▶ What to do:
a) In the gauge cluster thread, rewrite the paragraph that begins "here is a catch" as a short bulleted list that keeps its main facts.
b) State whether each statement agrees with the gauge cluster thread. Answer yes or no and quote the deciding words.
(i) The NX1600 cluster regularly appears on Ebay at a low price.
(ii) Gauge clusters from 1992 were electric.
(iii) Petrovich hopes to obtain an NX2K cluster this weekend.
c) According to the gauge cluster thread, what gauge cluster does Johnny-wonk say the owner of a 93 will want?

Good Condition B13 NX2K and SE-R Gauge clusters get sold all day long on the SR20forum for cheap. I see the NX1600 cluster on Ebay for cheap all the time also.

Since you have a 93 (you probably know this but im just making sure) your gonna want a 1993+ Gauge Cluster since in 92 they werent electric


----------



## Petrovich (May 13, 2005)

Johnny-wonk said:


> Good Condition B13 NX2K and SE-R Gauge clusters get sold all day long on the SR20forum for cheap. I see the NX1600 cluster on Ebay for cheap all the time also.
> 
> Since you have a 93 (you probably know this but im just making sure) your gonna want a 1993+ Gauge Cluster since in 92 they werent electric


WOHOOO! Thanks for the lead, the SR20 forum is great  Hopefully I'll be getting an SE-R cluster this weekend


----------



## jakehale (Aug 8, 2004)

Petrovich said:


> WOHOOO! Thanks for the lead, the SR20 forum is great  Hopefully I'll be getting an SE-R cluster this weekend


here is a catch. If you search for post by me you will see a discussion of recent that is pertaining to a cluster swap. My 94 has 4 connectors in the back, Every cluster I have found has only 3 connectors. There is a great wire swapping write up in this form for the 93-94 cluster swaps written by Toolapcfan. I have searched and search and have NOT found a write up here or at SR20 forum that helps with a 4 connector to 3 connector or vise versa. So if I may ask. If by chance you have a 4 connector cluster and you swap it over to a 3 connected and your results are better than mine (I smoked checked mine) could you please (on one knee begging) let me use your diagram?????????

▶ Given records:

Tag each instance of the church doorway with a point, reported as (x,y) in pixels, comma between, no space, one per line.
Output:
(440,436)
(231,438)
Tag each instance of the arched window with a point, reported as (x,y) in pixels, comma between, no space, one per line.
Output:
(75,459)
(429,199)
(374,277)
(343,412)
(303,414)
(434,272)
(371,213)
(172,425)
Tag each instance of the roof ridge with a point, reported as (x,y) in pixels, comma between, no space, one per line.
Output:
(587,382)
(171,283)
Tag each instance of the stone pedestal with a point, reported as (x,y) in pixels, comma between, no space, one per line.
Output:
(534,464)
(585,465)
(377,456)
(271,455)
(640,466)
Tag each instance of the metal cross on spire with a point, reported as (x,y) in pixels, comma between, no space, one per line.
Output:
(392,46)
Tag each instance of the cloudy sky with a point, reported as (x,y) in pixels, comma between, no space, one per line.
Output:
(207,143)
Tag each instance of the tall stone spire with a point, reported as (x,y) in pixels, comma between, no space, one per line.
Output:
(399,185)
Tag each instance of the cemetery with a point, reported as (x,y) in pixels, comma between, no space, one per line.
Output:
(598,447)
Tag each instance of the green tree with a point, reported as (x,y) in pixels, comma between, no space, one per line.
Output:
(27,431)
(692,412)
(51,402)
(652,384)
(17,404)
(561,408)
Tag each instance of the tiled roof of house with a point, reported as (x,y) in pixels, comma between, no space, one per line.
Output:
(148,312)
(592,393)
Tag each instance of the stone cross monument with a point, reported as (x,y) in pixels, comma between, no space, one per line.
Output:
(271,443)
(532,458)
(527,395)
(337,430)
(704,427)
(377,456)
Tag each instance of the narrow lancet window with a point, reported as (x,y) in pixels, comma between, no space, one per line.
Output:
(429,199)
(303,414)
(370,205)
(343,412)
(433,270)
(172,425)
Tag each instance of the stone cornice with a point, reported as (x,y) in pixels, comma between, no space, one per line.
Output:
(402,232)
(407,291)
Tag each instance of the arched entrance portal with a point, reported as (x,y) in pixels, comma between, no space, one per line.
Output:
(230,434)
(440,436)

▶ Worked answers:
a)
- The writer's recent posts discuss a cluster swap.
- The writer's 94 has four connectors in the back, but every cluster the writer has found has only three.
- Toolapcfan wrote a wire-swapping write-up for 93–94 cluster swaps.
- After repeated searching, the writer has found no write-up, either here or at the SR20 forum, on swapping between four-connector and three-connector clusters.
- The writer asks anyone who converts a four-connector cluster to a three-connector one with better results to share their diagram.

b)
(i) Yes: "I see the NX1600 cluster on Ebay for cheap all the time also."
(ii) No: "since in 92 they werent electric"
(iii) No: "Hopefully I'll be getting an SE-R cluster this weekend"

c) A 1993+ gauge cluster.